REQUIRED TASKS
1. Summarize the passage on A Field Guide to Otherkin in two sentences.
2. From the first paragraph of the passage on A Field Guide to Otherkin, list every quality of the book that reviewers praised.
3. Write what comes next in the passage on A Field Guide to Otherkin, continuing from its last sentence.

PROVIDED TEXT
A Field Guide to Otherkin was the first full book dedicated to the subculture. Reviewers received the work positively, praising its research and bibliography, its balanced view of the subject matter, and its voice and writing style. Nonetheless, elements of A Field Guide to Otherkin received criticism; one reviewer made note of its printing and layout issues, such as poor typographical kerning and difficulty distinguishing chapter and section headings.

Multiple writers discussed how the book handled its unusual subject matter, both praising and criticising Lupa's attitudes towards her survey-takers. Nico Mara-McKay, editor-in-chief of the occult culture publication Spiral Nature Magazine, appreciated A Field Guide to Otherkins "rational and balanced view of the subject" but expressed skepticism of Lupa's "fair treatment" of fictionkin, people who believe themselves fictional characters or species. Michelle Mueller, a minister and scholar at the California Institute of Integral Studies, praised the book but felt that Lupa failed to consider the possibility of non-otherkin readers. She criticised a statement near the end of the book that most readers were presumably people who identified as otherkin or were considering the possibility, feeling that "[i]f the material within A Field Guide to Otherkin is worth reading, it should not be for therianthropes alone".

[Region pointing data]

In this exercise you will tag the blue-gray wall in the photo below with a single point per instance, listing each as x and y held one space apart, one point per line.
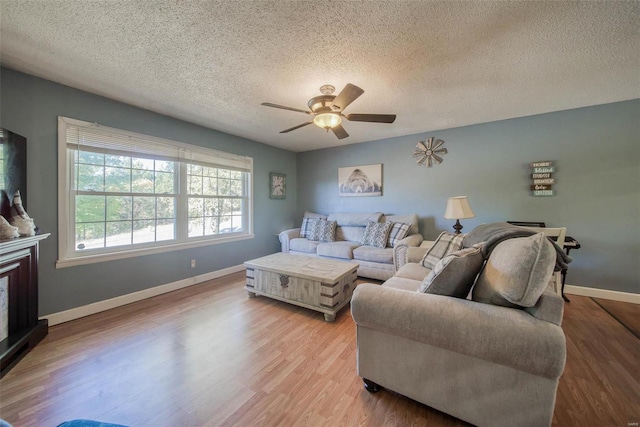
596 151
30 107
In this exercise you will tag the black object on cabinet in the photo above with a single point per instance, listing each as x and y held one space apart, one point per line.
19 304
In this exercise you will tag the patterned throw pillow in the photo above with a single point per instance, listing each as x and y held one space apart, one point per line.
443 246
398 232
307 223
323 231
376 234
455 274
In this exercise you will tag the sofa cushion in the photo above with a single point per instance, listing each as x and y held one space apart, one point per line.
413 270
337 249
370 253
443 246
454 274
354 219
517 272
376 234
307 225
308 214
323 231
411 219
301 244
399 231
401 283
350 233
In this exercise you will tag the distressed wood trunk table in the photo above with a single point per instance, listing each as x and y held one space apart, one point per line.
318 284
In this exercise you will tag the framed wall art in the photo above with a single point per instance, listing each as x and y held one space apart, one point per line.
277 185
358 181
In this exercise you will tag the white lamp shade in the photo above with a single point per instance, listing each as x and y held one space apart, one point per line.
458 208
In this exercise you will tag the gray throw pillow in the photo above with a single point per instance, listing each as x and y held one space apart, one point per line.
454 274
398 231
307 225
445 244
323 231
517 272
376 234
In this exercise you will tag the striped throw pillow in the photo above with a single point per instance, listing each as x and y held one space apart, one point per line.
398 232
376 234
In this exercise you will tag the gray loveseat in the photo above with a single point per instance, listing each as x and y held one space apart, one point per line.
374 263
487 364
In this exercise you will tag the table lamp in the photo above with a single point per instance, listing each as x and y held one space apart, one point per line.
458 208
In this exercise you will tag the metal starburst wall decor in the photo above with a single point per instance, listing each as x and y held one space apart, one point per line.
427 151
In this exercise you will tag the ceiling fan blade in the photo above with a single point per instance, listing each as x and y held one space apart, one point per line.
372 118
339 132
295 127
349 94
268 104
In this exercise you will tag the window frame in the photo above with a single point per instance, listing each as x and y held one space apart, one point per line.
69 256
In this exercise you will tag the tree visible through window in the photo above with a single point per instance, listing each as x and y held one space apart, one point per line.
123 200
127 191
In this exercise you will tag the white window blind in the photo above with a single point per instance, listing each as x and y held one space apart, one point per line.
123 193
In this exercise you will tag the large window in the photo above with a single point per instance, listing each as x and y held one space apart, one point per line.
124 194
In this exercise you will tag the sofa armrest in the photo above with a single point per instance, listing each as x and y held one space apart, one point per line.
286 236
501 335
403 254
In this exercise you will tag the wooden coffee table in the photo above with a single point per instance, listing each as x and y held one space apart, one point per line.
318 284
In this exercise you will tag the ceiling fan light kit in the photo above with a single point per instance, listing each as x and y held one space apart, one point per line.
327 108
327 120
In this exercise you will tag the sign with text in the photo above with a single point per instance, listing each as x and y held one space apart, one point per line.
542 178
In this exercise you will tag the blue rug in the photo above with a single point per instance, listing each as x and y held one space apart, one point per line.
88 423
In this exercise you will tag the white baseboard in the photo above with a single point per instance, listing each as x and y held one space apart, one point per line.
97 307
602 293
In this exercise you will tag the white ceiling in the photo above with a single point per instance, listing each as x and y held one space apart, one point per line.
436 64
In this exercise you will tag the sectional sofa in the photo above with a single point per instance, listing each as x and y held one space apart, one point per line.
350 230
476 336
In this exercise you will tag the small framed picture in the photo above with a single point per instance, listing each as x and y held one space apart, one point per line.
358 181
277 185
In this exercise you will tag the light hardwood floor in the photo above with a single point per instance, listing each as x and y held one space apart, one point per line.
208 355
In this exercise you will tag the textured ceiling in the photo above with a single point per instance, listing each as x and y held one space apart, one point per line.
436 64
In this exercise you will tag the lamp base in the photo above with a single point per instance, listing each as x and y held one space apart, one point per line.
457 226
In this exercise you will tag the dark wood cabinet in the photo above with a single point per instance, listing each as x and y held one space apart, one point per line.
20 329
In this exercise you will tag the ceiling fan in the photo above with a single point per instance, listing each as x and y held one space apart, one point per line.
327 109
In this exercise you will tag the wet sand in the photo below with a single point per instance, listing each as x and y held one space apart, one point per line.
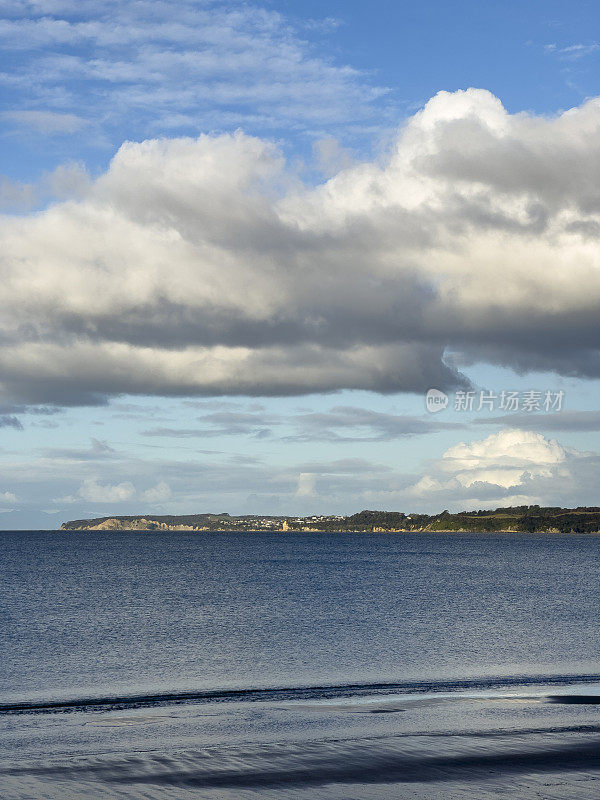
532 742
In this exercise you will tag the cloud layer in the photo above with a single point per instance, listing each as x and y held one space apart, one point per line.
204 267
511 467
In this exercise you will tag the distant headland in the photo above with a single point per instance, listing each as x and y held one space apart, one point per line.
515 519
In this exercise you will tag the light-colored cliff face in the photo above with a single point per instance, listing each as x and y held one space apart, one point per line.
140 524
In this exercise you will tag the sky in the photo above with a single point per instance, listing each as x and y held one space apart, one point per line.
241 241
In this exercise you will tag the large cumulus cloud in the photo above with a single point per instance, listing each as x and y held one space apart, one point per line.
204 266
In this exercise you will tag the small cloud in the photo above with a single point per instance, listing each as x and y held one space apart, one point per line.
8 497
10 421
46 122
101 447
96 492
306 484
158 494
574 51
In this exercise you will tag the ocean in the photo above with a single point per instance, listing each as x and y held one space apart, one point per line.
299 665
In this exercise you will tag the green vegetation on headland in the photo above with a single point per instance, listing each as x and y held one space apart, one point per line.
517 519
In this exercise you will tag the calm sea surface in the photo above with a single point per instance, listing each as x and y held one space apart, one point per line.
125 645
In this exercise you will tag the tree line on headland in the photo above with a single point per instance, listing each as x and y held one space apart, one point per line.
514 519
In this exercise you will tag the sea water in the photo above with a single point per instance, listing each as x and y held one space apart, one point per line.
298 665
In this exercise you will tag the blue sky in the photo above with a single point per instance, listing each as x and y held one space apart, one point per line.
242 240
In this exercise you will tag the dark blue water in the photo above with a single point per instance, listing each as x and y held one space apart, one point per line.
338 666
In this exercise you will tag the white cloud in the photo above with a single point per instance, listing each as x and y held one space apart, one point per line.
158 494
47 122
307 482
512 466
8 497
203 266
152 63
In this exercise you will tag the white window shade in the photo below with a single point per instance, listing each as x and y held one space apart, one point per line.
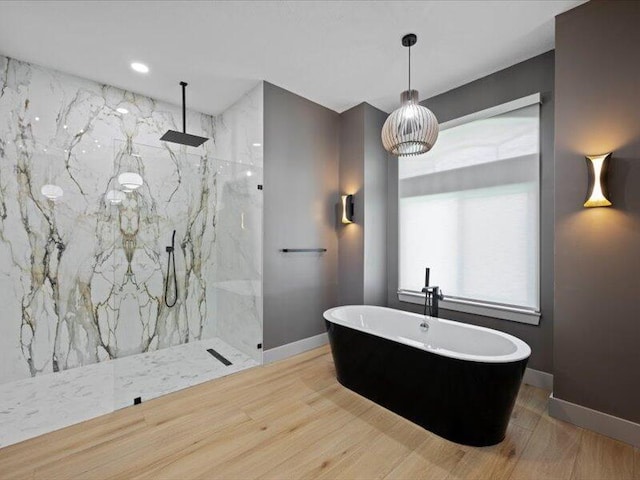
469 210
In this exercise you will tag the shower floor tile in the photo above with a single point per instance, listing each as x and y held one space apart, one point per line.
38 405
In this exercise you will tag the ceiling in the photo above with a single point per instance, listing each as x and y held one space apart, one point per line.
336 53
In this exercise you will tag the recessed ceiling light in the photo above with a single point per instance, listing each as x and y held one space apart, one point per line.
140 67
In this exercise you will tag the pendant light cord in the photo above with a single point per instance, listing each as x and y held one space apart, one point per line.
409 70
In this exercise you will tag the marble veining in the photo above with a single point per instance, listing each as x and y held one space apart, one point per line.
38 405
82 277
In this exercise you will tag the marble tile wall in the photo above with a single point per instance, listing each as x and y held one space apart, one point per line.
81 277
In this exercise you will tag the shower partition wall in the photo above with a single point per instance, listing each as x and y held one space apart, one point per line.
214 325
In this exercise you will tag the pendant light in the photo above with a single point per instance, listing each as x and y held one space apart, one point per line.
411 129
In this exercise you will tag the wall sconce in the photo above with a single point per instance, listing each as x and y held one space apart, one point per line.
598 169
347 209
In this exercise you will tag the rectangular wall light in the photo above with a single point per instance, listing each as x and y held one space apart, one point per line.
598 193
347 209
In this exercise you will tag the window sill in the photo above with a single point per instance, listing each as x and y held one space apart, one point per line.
519 315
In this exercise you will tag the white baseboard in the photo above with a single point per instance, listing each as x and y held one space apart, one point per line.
290 349
603 423
537 378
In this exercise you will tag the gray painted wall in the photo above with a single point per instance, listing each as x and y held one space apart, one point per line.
301 150
351 236
532 76
375 214
597 308
363 173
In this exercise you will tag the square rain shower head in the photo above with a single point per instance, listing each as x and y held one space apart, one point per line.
183 138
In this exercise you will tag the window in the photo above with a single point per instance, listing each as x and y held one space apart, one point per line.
469 210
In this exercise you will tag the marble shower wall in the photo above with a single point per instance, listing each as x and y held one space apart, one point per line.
82 279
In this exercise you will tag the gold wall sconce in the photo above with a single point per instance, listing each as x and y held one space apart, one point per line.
598 169
347 209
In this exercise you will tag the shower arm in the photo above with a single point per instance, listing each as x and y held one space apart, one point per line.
184 106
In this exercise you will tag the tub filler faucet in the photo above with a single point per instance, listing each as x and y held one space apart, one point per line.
432 296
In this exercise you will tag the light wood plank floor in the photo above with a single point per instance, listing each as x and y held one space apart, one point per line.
291 419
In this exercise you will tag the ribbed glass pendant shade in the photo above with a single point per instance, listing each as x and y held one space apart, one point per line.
411 129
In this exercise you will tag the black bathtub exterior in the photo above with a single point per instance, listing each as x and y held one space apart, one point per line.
463 401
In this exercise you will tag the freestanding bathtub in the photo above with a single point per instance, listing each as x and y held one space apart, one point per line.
459 381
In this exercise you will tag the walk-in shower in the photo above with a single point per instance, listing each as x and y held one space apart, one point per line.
96 315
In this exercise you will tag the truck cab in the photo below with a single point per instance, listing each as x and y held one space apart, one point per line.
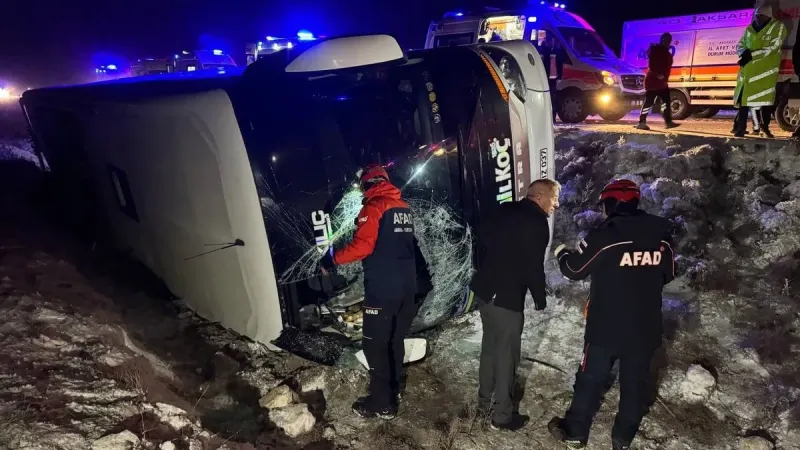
595 80
203 60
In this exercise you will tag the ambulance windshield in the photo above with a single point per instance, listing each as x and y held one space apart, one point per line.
585 43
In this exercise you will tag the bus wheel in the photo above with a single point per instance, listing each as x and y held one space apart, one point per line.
573 108
705 113
680 105
788 117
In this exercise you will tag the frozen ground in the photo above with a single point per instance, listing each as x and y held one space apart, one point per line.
93 356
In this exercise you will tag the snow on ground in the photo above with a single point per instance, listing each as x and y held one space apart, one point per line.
92 354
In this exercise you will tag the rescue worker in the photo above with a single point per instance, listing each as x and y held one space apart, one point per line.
629 257
384 242
656 82
759 53
513 248
554 67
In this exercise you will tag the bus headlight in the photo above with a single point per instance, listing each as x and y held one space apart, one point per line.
513 75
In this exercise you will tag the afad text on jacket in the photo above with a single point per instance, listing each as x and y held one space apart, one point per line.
384 243
630 259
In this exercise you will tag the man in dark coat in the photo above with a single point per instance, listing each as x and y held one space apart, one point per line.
384 243
656 82
513 244
630 259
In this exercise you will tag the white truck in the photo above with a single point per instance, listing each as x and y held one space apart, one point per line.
594 80
705 65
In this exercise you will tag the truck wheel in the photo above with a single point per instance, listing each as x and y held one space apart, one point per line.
706 113
680 105
613 115
788 118
573 108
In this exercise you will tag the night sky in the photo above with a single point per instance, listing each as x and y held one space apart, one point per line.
57 41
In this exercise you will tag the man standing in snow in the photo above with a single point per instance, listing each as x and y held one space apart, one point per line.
630 259
759 53
659 66
384 242
513 243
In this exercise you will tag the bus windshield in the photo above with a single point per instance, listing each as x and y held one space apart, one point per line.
585 43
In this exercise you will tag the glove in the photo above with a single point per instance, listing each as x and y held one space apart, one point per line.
327 263
746 57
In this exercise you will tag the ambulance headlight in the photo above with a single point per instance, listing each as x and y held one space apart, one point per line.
608 78
513 75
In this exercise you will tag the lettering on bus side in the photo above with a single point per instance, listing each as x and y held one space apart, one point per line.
322 230
543 162
502 170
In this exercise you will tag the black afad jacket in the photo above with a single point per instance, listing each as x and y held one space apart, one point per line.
630 259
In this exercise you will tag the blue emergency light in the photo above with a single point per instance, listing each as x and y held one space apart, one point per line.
304 35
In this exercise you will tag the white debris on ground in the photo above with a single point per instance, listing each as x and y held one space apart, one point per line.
89 361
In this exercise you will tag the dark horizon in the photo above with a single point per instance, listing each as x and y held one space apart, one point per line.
47 42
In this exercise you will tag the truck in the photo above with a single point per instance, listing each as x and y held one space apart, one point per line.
705 65
595 80
229 186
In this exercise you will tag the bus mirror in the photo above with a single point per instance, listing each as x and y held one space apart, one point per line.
347 52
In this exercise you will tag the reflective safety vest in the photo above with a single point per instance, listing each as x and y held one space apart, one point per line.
755 85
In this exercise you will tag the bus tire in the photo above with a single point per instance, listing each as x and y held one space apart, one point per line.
705 113
681 109
788 118
572 106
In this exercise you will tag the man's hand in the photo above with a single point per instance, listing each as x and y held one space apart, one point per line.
746 57
327 264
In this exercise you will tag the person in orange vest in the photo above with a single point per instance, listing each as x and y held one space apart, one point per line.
656 83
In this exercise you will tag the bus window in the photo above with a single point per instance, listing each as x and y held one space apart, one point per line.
449 40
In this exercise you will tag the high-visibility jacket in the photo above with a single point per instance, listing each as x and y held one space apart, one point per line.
755 85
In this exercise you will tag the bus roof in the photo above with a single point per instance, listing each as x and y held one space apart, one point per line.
725 19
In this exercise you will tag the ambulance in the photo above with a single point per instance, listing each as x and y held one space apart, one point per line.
705 64
595 81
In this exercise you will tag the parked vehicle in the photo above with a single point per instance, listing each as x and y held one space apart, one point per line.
229 186
595 81
705 60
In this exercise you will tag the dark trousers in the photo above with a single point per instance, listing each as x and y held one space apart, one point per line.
650 100
385 329
591 383
501 349
761 118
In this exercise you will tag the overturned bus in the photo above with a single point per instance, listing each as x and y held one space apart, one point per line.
230 185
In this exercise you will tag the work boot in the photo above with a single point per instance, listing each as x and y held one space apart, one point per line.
556 428
478 413
517 422
619 445
364 408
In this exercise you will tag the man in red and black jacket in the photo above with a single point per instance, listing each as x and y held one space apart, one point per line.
629 257
656 82
384 243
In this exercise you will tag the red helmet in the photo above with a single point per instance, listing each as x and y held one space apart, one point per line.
621 191
371 172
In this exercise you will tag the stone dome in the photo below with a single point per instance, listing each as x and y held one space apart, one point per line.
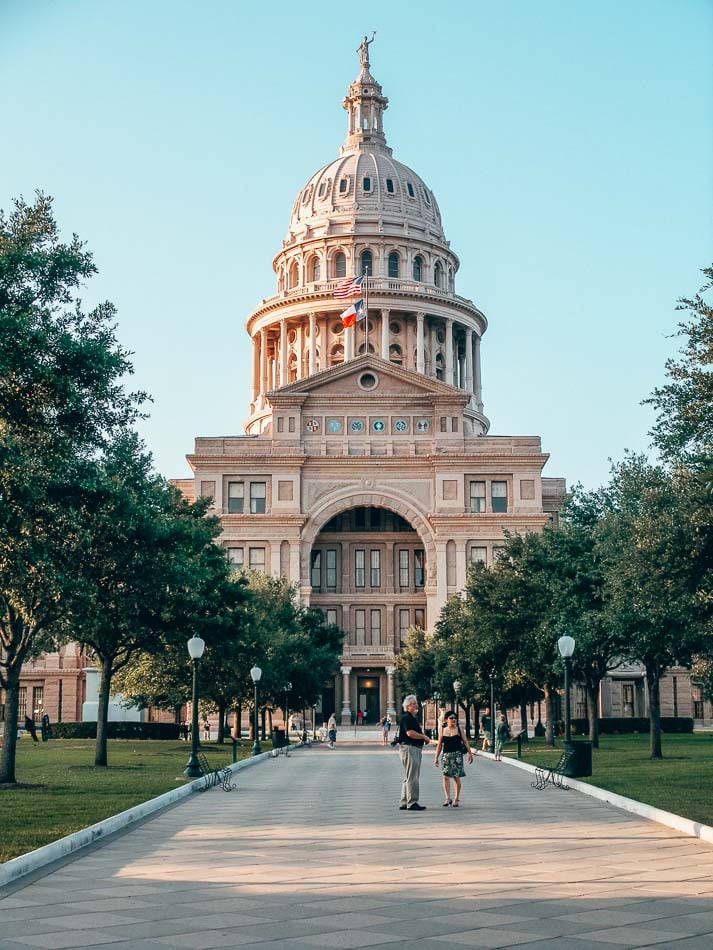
365 181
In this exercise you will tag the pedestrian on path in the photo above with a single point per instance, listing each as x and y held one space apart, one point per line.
412 739
452 743
331 732
502 734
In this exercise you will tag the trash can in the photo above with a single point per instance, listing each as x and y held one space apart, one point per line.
279 740
580 763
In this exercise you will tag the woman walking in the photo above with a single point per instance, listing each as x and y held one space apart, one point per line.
452 743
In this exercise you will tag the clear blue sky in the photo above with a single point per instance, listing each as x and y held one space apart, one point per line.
570 146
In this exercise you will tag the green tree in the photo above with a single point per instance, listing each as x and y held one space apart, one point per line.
61 401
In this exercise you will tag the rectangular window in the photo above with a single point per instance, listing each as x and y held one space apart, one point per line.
235 558
236 497
359 626
403 568
375 626
477 496
376 568
316 570
257 498
419 568
499 495
331 569
359 568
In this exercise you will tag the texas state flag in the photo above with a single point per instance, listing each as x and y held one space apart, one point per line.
353 314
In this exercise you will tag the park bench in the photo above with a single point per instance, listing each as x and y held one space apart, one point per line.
553 774
213 776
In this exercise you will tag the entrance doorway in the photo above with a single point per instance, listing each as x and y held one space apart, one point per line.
368 698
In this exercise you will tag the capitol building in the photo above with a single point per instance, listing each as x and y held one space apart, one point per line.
367 474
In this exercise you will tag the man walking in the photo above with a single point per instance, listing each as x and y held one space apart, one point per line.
412 739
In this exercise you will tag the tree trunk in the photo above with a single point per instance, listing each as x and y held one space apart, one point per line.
653 680
550 710
592 690
523 721
9 745
100 750
221 723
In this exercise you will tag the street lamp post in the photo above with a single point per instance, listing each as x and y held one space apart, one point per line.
196 646
255 674
492 709
565 645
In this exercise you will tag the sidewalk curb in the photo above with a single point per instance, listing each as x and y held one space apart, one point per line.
26 863
693 828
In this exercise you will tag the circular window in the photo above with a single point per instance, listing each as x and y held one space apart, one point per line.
368 381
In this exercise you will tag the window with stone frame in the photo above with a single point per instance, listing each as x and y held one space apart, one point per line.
258 496
236 498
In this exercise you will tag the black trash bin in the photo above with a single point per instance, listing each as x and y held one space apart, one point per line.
580 762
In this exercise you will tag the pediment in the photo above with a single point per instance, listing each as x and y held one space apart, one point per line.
354 379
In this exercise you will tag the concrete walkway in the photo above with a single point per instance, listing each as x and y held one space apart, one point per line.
312 851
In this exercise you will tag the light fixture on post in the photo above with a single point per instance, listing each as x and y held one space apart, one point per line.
492 710
255 674
196 646
565 645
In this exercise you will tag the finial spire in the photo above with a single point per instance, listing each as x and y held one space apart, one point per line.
363 50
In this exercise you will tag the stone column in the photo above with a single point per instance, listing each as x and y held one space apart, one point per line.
420 353
283 352
390 699
478 389
263 363
469 360
385 335
449 351
346 698
255 388
312 344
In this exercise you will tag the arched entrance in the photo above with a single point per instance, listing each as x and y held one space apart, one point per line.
368 575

ANSWERS TO THE EXERCISE
1. A Field Guide to Otherkin, the first full book devoted to the otherkin subculture, was received positively for its research, bibliography, balanced view, voice and writing style, though one reviewer noted printing and layout problems. Writers also weighed how it handled its subject, with Nico Mara-McKay doubting Lupa's fair treatment of fictionkin and Michelle Mueller faulting her for not considering readers who are not otherkin.

2.
- research
- bibliography
- balanced view of the subject matter
- voice
- writing style

3.
The publication of A Field Guide to Otherkin was influential on scholarship of internet-mediated new religious movements and hyper-real religions. The historian of religion Carole M. Cusack identifies A Field Guide to Otherkin as the starting point of scholarly interest in otherkin and deems it one of the more significant published works on the subject. The book has influenced academic definitions and understandings of the concept, being cited for its demographic data and explication of various otherkin-related subcultures; by some estimates, all published works about otherkin have cited it. In an ethnographic study of otherkin online communities, the cultural anthropologist Devin Proctor said A Field Guide to Otherkin had a reputation as "the best source of information in print" amongst both otherkin and researchers of the subculture, describing Lupa as "a bit of a celebrity" within such communities for her research.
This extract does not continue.